[Collection entries]
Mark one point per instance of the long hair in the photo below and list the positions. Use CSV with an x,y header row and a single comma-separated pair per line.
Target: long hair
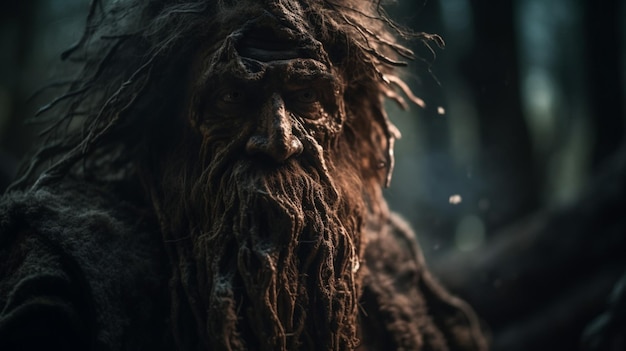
x,y
131,65
121,115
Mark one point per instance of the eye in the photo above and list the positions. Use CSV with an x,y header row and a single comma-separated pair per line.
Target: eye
x,y
305,96
233,96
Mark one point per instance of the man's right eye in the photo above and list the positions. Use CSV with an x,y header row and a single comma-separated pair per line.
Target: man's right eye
x,y
233,96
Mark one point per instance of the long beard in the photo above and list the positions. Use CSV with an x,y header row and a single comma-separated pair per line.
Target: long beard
x,y
268,258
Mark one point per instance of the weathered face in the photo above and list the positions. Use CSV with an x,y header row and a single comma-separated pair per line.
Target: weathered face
x,y
268,222
271,89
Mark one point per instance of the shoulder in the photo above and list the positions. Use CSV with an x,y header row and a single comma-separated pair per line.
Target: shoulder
x,y
76,263
402,298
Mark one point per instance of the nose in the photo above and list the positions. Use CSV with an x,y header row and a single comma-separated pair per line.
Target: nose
x,y
273,136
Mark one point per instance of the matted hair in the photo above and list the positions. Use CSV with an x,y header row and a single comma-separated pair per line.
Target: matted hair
x,y
132,63
122,112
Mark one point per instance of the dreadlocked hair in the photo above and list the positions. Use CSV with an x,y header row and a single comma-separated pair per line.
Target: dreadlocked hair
x,y
133,55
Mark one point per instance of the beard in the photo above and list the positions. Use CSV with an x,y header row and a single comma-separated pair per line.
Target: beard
x,y
265,257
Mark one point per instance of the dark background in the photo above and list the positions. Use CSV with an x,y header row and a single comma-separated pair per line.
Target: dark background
x,y
513,175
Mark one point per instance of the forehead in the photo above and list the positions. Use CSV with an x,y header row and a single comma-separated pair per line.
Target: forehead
x,y
258,42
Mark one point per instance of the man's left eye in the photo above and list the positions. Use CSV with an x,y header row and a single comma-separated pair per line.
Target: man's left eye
x,y
305,96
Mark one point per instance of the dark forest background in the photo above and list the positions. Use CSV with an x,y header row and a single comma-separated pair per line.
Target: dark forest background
x,y
513,175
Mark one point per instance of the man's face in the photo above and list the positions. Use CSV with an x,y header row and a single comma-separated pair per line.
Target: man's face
x,y
271,213
273,89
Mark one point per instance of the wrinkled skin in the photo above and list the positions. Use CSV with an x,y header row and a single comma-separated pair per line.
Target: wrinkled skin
x,y
274,184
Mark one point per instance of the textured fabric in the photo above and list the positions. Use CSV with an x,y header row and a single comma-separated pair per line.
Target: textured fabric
x,y
80,270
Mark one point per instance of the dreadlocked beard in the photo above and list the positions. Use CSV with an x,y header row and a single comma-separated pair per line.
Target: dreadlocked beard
x,y
266,258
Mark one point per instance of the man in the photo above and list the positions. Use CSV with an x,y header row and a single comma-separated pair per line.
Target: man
x,y
214,183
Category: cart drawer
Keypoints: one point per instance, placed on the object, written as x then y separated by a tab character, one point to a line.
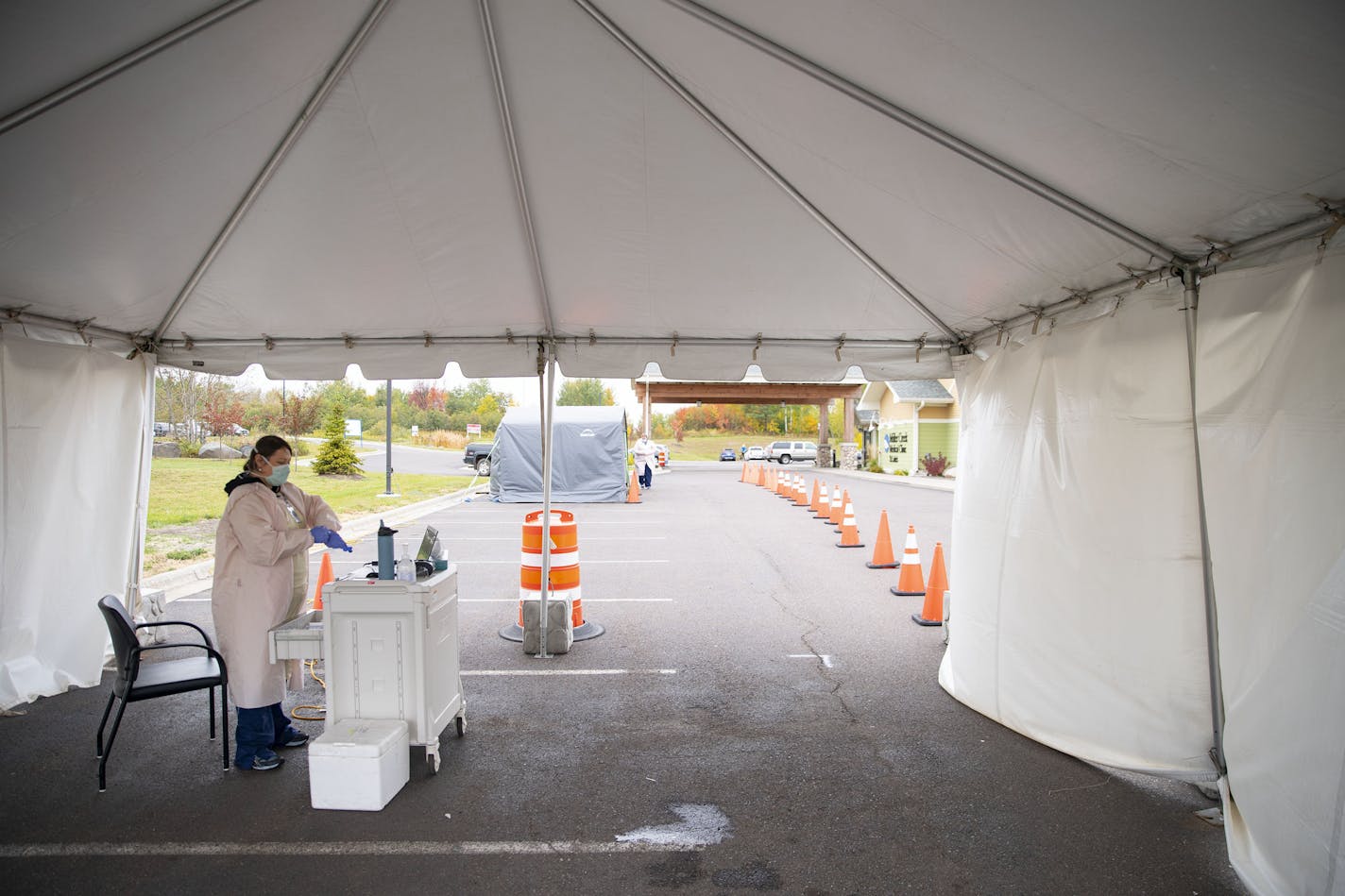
300	638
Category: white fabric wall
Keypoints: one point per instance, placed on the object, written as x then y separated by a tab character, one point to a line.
73	423
1272	439
1081	620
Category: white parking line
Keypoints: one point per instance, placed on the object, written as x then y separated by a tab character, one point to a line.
567	671
587	600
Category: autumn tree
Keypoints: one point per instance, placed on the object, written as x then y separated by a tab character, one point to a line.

__WORK TO COMPLETE__.
Would you reproduce the lines above exactly, without carrying over the pictures?

__ANSWER SPACE__.
Mark one point per instance of the long hair in the photo below and list the positions. Use CSV with an x,y header row and a single comma-separated pair per line.
Target: long hair
x,y
131,65
121,115
Mark one point per instance of the eye in the photo above and list the positions. Use CSV with an x,y header row and a single comma-separated pair per line.
Target: eye
x,y
305,96
233,96
Mark one point per instance of the man's right eye in the photo above and list the positions. Use CSV with an x,y header row and a single comma-separated pair per line.
Target: man's right eye
x,y
233,96
Mark one point per instance of the long beard in the photo above and list the positions. Use CSV with an x,y header row and a single comma-separated pair per line.
Target: long beard
x,y
268,258
Mark one point per instance of the weathered face in the photo above and list the positions. Use CSV with an x,y header row and a single comma-separated pair per line.
Target: weathered face
x,y
268,222
271,89
Mark one point per instance of the shoulder in the photo above and list the positions. Use CSV with an x,y header row and a single comma-separated pair per line.
Target: shoulder
x,y
76,263
402,298
Mark one point per instance of the nose in the photo above and list the positions. Use CSV with an x,y header row and a single comma-separated pair per line.
Target: nose
x,y
273,136
Mark one point per instance of the matted hair in the photo above and list the positions. Use CSV with an x,y header row and a single comma-separated pair per line.
Target: matted hair
x,y
132,63
122,112
Mark one point per instance of the dreadlocked hair in the photo above and list the positions. Use CSV with an x,y header row and a single comma-separated pair per line.
Target: dreadlocked hair
x,y
133,55
Mark one point per instance of the beard in the photo above and list the positions. Use CSV with an x,y header row and a single comma-separated pair per line.
Target: beard
x,y
265,257
Mark one point per instance of the dark background in the photo above and list the positions. Use CSV with an x,y header row and a single comma-separated pair per line.
Target: dark background
x,y
513,175
Mark one point per instance of the forehead in the photo above and list the positions. Use CSV with an x,y header row and a single comma-separated pair per line.
Target: forehead
x,y
258,42
Mark one point per instance of the man's left eye in the photo above and list the positions. Use CSV with an x,y header row and a single comma-separated pair per line.
Target: man's left eye
x,y
305,96
Mark one point per instance of the dark forest background in the photo above and list the positions. Use CSV with an x,y header row and a single comma-separated pair per line.
Target: dark forest background
x,y
513,175
Mark one point per instance of the man's face in the photo above and list the positions. Use CSV with an x,y header row and a single comma-separated pair per line.
Target: man's face
x,y
271,213
273,89
Mark one point per instance of the wrinkled skin in the photo above and list the positions. Use CSV with an x,y header row and a single comma-separated pair per line.
Target: wrinkled skin
x,y
274,184
Mark one point per instance of the textured fabric in the photo above and list the positions. Use CSV with an x,y header row and a single comma-separated pair per line.
Target: textured fabric
x,y
80,270
Mark one point per instance of the dreadlocked beard in the photo above and list the positions. Use CSV with an x,y header row and a single comma-separated pair per line.
Target: dreadlocked beard
x,y
266,258
Mark one point per instance of the man in the photo above and list the positions. Use CSV with an x,y header row and a single comma-separated pair per line.
Target: man
x,y
214,183
Category: cart drawer
Keypoints: one point per instance, placed on the object, written as x then y separated by a tab character, one point to a line.
300	638
Category: white fabric wall
Keypoints: one point per instance, placed on the object, written as x then y separated by a tab character, one point to a line.
73	423
1272	439
1081	620
Category: white parking line
Keypoints: one point per instance, placed on the object, written as x then y separated by a tab character, one point to a line.
567	671
587	600
Category: autumn tree
Keypoints: one point per instance, placed on the object, written as x then y separated by a tab character, one point to a line.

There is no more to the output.